(Collected data entries)

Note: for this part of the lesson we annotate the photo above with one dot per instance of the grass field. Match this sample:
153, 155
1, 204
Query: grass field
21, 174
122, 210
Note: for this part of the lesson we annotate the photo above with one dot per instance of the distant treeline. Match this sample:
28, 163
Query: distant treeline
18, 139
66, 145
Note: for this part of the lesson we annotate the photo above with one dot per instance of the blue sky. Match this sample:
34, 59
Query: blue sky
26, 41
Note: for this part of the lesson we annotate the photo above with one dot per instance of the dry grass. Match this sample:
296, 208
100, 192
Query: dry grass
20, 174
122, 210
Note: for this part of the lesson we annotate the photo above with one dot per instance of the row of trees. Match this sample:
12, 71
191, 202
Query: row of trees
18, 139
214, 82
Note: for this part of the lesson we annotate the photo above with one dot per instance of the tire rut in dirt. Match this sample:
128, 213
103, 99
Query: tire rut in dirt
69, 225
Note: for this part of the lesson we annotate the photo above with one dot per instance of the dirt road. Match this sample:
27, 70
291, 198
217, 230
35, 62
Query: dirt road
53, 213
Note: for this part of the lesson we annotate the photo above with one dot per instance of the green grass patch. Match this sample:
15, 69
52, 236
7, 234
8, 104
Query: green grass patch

* _Challenge_: Please copy all of the entries above verbatim, line for line.

* _Task solution_:
Note: for this part of the lesson we annotate the photo above with one dot per instance of the grass field. Match this sample:
153, 155
1, 204
Query: grass field
21, 174
122, 210
Note: for this part of the lesson we annotate the photo above with one dot per instance of the distant treeline. Match this sample:
28, 163
Query: distant treeline
18, 139
66, 145
Note: for this part of the lesson we annotate the photo above with one dot per instance of the blue sky. Match this sample:
34, 59
Query: blue sky
26, 41
Note: for this part of the lesson we annotate the photo above with one dot per instance of the dry grass. Match this sample:
296, 208
100, 192
Query: dry grass
20, 174
122, 210
Note: for this part of the lesson we annotate the photo above with one dot per instance of the row of trees. Match this sample:
12, 71
191, 202
Query: row of trees
18, 139
214, 82
Note: for this part of the lesson we annotate the photo above with one dot per instance of the tire rut in dirt. Match this sample:
128, 213
103, 99
Query: tire rut in dirt
69, 225
Note: for this part of the lesson we annotate the photo above with one dot per instance of the dirt road. Match this sample:
27, 70
291, 198
217, 230
35, 62
Query: dirt road
53, 213
Note: for this part of the lesson we annotate the photo above with one dot per instance of the green grass patch. Match this sample:
15, 69
52, 236
7, 234
8, 104
Query: green grass patch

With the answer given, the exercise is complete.